INFORMATION GIVEN Block Start

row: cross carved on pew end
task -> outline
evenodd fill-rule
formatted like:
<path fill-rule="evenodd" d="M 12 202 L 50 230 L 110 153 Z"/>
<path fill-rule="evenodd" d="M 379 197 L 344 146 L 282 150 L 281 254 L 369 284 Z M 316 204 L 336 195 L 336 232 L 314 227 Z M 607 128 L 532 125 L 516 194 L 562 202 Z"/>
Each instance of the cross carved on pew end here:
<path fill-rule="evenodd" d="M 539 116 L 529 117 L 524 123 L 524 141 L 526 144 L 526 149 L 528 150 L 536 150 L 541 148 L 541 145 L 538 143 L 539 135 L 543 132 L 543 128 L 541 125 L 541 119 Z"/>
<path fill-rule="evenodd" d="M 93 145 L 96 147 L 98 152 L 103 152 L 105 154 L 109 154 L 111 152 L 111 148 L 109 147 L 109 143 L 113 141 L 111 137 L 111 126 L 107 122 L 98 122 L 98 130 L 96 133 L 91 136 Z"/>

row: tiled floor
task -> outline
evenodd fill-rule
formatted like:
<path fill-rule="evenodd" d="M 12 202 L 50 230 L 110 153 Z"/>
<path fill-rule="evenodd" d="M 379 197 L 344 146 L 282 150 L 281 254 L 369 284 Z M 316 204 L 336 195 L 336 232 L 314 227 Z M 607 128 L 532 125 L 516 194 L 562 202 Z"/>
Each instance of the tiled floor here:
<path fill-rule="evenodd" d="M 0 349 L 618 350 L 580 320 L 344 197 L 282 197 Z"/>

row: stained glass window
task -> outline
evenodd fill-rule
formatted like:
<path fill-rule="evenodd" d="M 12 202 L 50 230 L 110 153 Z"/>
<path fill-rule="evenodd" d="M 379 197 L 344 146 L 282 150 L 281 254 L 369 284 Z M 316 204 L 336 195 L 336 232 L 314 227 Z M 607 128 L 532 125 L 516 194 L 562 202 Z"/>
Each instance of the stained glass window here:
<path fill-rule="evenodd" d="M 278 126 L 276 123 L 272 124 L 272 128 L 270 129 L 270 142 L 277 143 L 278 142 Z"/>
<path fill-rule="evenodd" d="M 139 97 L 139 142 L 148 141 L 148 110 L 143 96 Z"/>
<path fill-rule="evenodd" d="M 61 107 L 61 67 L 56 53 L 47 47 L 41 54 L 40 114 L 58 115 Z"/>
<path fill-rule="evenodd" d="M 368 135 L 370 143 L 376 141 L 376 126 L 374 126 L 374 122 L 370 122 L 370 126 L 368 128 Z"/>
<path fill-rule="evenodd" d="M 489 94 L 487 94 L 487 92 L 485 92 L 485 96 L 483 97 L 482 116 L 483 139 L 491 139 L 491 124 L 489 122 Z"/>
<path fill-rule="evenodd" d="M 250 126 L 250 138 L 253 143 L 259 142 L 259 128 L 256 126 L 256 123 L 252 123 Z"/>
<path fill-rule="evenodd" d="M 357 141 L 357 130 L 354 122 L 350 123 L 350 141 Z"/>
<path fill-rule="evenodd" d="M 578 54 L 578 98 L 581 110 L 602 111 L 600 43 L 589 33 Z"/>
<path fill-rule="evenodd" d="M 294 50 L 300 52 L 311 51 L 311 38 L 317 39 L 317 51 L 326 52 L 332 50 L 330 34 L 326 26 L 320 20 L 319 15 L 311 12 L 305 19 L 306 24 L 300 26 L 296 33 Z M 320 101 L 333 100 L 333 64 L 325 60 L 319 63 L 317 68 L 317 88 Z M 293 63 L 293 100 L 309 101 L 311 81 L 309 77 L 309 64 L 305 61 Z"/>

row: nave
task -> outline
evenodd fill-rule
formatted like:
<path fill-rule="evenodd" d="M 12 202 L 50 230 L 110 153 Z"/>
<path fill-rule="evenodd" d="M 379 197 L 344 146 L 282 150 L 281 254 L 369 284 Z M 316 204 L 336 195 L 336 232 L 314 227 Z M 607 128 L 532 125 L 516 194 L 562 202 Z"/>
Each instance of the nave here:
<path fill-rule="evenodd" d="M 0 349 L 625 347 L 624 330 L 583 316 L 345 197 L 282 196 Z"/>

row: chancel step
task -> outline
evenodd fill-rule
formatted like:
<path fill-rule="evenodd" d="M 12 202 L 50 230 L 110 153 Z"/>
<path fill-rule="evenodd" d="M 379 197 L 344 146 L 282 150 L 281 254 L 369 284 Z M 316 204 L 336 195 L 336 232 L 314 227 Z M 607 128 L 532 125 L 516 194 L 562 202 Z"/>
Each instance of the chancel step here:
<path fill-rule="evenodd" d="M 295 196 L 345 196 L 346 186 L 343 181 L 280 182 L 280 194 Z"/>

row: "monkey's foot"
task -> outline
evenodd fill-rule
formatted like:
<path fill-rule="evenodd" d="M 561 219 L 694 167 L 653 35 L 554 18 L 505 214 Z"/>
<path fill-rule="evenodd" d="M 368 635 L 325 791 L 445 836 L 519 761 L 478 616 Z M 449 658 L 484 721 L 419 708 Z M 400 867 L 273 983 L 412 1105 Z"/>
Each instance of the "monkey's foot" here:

INFORMATION GIVEN Block End

TASK TO CARRY OUT: Transcribe the data above verbatim.

SOLUTION TO THE PROBLEM:
row: cross carved on pew end
task -> outline
evenodd fill-rule
formatted like:
<path fill-rule="evenodd" d="M 12 202 L 50 230 L 110 153 Z"/>
<path fill-rule="evenodd" d="M 379 197 L 344 146 L 282 150 L 281 254 L 369 284 Z M 316 204 L 336 195 L 336 232 L 314 227 Z M 607 128 L 532 125 L 516 194 L 562 202 Z"/>
Each instance of the cross carved on pew end here:
<path fill-rule="evenodd" d="M 539 116 L 529 117 L 524 123 L 524 141 L 526 144 L 526 149 L 528 150 L 536 150 L 541 148 L 541 145 L 538 143 L 539 135 L 543 132 L 543 128 L 541 125 L 541 119 Z"/>
<path fill-rule="evenodd" d="M 93 145 L 96 147 L 98 152 L 103 152 L 105 154 L 109 154 L 111 152 L 111 148 L 109 147 L 109 143 L 113 141 L 111 137 L 111 126 L 107 122 L 98 122 L 98 130 L 96 133 L 91 136 Z"/>

row: tiled floor
task -> outline
evenodd fill-rule
formatted like:
<path fill-rule="evenodd" d="M 12 202 L 50 230 L 110 153 Z"/>
<path fill-rule="evenodd" d="M 379 197 L 344 146 L 282 150 L 281 254 L 369 284 Z M 316 204 L 336 195 L 336 232 L 314 227 Z M 607 128 L 532 125 L 516 194 L 562 202 Z"/>
Each instance of the tiled floor here:
<path fill-rule="evenodd" d="M 0 349 L 618 350 L 580 320 L 344 197 L 282 197 Z"/>

row: stained glass window
task -> outline
evenodd fill-rule
formatted like:
<path fill-rule="evenodd" d="M 12 202 L 50 230 L 110 153 Z"/>
<path fill-rule="evenodd" d="M 379 197 L 344 146 L 282 150 L 281 254 L 369 284 Z M 316 204 L 336 195 L 336 232 L 314 227 Z M 607 128 L 532 125 L 516 194 L 562 202 Z"/>
Each instance of the stained glass window here:
<path fill-rule="evenodd" d="M 278 126 L 276 123 L 272 124 L 272 128 L 270 129 L 270 142 L 277 143 L 278 142 Z"/>
<path fill-rule="evenodd" d="M 139 97 L 139 142 L 148 141 L 148 110 L 143 96 Z"/>
<path fill-rule="evenodd" d="M 61 107 L 61 67 L 56 53 L 47 47 L 41 54 L 40 114 L 58 115 Z"/>
<path fill-rule="evenodd" d="M 368 135 L 370 143 L 376 141 L 376 126 L 374 126 L 374 122 L 370 122 L 370 126 L 368 128 Z"/>
<path fill-rule="evenodd" d="M 489 94 L 487 94 L 487 92 L 485 92 L 485 96 L 483 97 L 482 116 L 483 139 L 491 139 L 491 124 L 489 122 Z"/>
<path fill-rule="evenodd" d="M 250 126 L 250 138 L 253 143 L 259 142 L 259 128 L 256 126 L 256 123 L 252 123 Z"/>
<path fill-rule="evenodd" d="M 357 141 L 357 130 L 354 122 L 350 123 L 350 141 Z"/>
<path fill-rule="evenodd" d="M 578 54 L 578 98 L 581 110 L 602 111 L 600 43 L 589 33 Z"/>
<path fill-rule="evenodd" d="M 294 50 L 300 52 L 311 51 L 311 38 L 317 39 L 317 51 L 326 52 L 332 50 L 330 34 L 326 26 L 320 20 L 319 15 L 311 12 L 305 19 L 306 24 L 300 26 L 296 33 Z M 320 101 L 333 100 L 333 64 L 325 60 L 319 63 L 317 68 L 317 88 Z M 293 63 L 293 100 L 309 101 L 311 81 L 309 77 L 309 64 L 305 61 Z"/>

row: nave
task -> outline
evenodd fill-rule
formatted like:
<path fill-rule="evenodd" d="M 12 202 L 50 230 L 110 153 Z"/>
<path fill-rule="evenodd" d="M 379 197 L 344 146 L 282 150 L 281 254 L 369 284 Z M 316 204 L 336 195 L 336 232 L 314 227 Z M 607 128 L 532 125 L 516 194 L 562 202 Z"/>
Each instance of the nave here:
<path fill-rule="evenodd" d="M 0 349 L 625 347 L 624 330 L 583 316 L 345 197 L 282 196 Z"/>

row: chancel step
task -> outline
evenodd fill-rule
formatted like:
<path fill-rule="evenodd" d="M 12 202 L 50 230 L 110 153 Z"/>
<path fill-rule="evenodd" d="M 379 197 L 344 146 L 282 150 L 281 254 L 369 284 Z M 316 204 L 336 195 L 336 232 L 314 227 Z M 607 128 L 532 125 L 516 194 L 562 202 Z"/>
Each instance of the chancel step here:
<path fill-rule="evenodd" d="M 295 196 L 345 196 L 346 186 L 343 181 L 280 182 L 280 194 Z"/>

row: "monkey's foot"
task -> outline
evenodd fill-rule
formatted like:
<path fill-rule="evenodd" d="M 561 219 L 694 167 L 653 35 L 554 18 L 505 214 Z"/>
<path fill-rule="evenodd" d="M 368 635 L 325 791 L 445 836 L 519 761 L 478 616 Z M 449 658 L 484 721 L 419 708 Z M 400 867 L 273 983 L 412 1105 Z"/>
Each instance of the "monkey's foot" here:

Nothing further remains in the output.